▸ Supplied records:
-- -- --

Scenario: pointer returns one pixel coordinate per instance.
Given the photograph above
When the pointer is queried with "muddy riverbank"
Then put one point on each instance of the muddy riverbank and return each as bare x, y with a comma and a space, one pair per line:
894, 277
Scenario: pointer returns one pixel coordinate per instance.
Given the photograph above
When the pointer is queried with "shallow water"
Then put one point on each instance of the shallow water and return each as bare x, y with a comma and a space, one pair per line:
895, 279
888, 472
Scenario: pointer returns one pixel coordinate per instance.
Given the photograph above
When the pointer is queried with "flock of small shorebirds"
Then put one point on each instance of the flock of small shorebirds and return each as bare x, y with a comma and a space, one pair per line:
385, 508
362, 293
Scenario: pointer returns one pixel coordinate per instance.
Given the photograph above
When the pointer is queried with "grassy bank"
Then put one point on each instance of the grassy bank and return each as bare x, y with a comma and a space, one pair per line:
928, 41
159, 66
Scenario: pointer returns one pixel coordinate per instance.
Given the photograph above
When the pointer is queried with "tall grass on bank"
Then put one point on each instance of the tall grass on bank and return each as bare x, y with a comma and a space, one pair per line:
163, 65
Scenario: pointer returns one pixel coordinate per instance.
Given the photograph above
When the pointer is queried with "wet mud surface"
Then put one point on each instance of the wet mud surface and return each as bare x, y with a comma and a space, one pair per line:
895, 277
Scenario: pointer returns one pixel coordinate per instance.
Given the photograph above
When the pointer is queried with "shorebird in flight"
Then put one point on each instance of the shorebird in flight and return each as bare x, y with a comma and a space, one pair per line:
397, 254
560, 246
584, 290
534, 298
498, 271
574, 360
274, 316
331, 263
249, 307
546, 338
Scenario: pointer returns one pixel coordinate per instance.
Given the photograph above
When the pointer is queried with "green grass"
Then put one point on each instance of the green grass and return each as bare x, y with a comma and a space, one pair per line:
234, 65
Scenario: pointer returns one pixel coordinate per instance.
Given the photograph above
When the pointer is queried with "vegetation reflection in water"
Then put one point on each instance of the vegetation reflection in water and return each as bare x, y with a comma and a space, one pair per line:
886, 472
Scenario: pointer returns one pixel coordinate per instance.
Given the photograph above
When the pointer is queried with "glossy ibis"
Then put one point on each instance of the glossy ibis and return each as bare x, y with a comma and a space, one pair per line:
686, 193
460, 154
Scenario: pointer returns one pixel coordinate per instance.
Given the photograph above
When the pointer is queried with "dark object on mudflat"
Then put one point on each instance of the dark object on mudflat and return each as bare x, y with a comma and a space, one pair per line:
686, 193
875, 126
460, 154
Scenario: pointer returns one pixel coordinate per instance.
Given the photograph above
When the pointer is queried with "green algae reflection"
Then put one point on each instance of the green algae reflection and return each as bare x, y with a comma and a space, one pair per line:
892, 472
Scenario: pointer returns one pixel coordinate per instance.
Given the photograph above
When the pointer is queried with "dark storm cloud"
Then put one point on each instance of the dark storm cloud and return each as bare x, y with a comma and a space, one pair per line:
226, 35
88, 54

-- -- --

▸ Exercise objective: Retype the entries in full. Keep every line identical.

▸ Output for this task:
Scenario: pointer returns one pixel coordinate per instance.
Given the photograph above
When the pointer is queried with "muddy riverbank"
Then put one point on each instance of the muddy riverbank and return each as bare x, y with a comma and a space, one pair per line:
894, 277
Scenario: pointer returns one pixel coordinate per instance.
Given the photograph above
When the pointer is queried with "shallow water"
Then put one point on each instance of the shallow water and return each as bare x, y with a comma and a space, one pair per line:
895, 279
888, 472
Scenario: pointer returns one pixel coordinate per instance.
Given the photograph above
When the pointer is queried with "flock of small shorebirds"
Then put one point on each instance of the flock of small shorebirds and return each as bare x, y with a comma and a space, one pair per line:
385, 508
362, 293
Scenario: pointer returns one pixel coordinate per instance.
Given the photograph above
When the pointer is queried with "grassy bank"
Then put one point on each instance of the grassy bank and return each as bare x, y with a comma and a space, one pair per line:
928, 41
159, 66
Scenario: pointer returns one pixel coordinate per instance.
Given the photograph above
When the pointer is queried with "tall grass on bank"
Then put one point on each instance of the tall grass on bank and return each as bare x, y with a comma and a space, one pair per line:
163, 65
Scenario: pointer returns one pixel coordinate per instance.
Given the photograph above
When the pointer is queried with "wet mud surface"
Then put one point on each instance of the wet mud surface and return each as bare x, y with a comma and a space, one pair per line:
895, 277
Scenario: pointer returns one pixel coordinate per instance.
Given the photograph above
When the pointer is queried with "shorebird in flight"
Then put one point on each instance of the shorebird in flight and return each as bare x, y with a comma and a space, one pair per line:
397, 254
560, 246
584, 290
534, 298
498, 271
574, 360
274, 316
331, 263
249, 307
546, 338
Scenario: pointer returns one pixel coordinate per instance.
Given the photograph above
When the pointer is queried with "green grass"
Then put one point on each instance of the green grass and return each as bare x, y with a comma and a space, one pair per line:
234, 65
Scenario: pointer returns one pixel coordinate per instance.
Given the photograph above
When the pointer is queried with "vegetation reflection in water"
Then put one point on each instance of the vegetation reflection in water and return each as bare x, y with a comma and a space, one pair per line:
886, 472
Scenario: pointer returns one pixel coordinate per instance.
Given the photograph above
When the pointer is queried with "glossy ibis"
Then put one point on each instance of the glossy ibis and return each as bare x, y with a comma and a space, one pair per line:
686, 193
460, 154
Scenario: pointer returns one pixel coordinate per instance.
Given the photograph above
When the pointer is queried with "dark object on mudflat"
Then put one point on each instance of the dark object on mudflat and return each as bare x, y with a comma and a space, one pair per line:
686, 193
875, 126
460, 154
Scenario: pointer returns one pixel coordinate per instance.
Given the photograph above
When the pointer is queried with "green algae reflection"
Then put one point on each instance of the green algae reflection and return each as bare x, y with a comma and a space, one pair per line:
892, 472
Scenario: pointer returns one pixel coordinate per instance.
Given the photograph above
When the pointer is queried with "dark storm cloud"
Then put one point on each instance of the dark storm cloud and return each as bare x, y with a comma and a space, one pair per line:
226, 35
88, 54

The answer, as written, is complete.